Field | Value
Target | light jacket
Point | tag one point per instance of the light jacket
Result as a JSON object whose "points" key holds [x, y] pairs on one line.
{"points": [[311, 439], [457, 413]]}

◆ ◆ ◆ ◆ ◆

- Aim
Render the material above as a CSV with two columns, instruction and answer, putting each text and its answer on one row. Wrap every field in double quotes and turn any line breaks into spaces.

- Final result
instruction,answer
"Field | Value Target | light jacket Point | tag one point per instance of the light jacket Result as a JSON object whose ""points"" key holds [x, y] pairs on one line.","{""points"": [[311, 439], [457, 413]]}"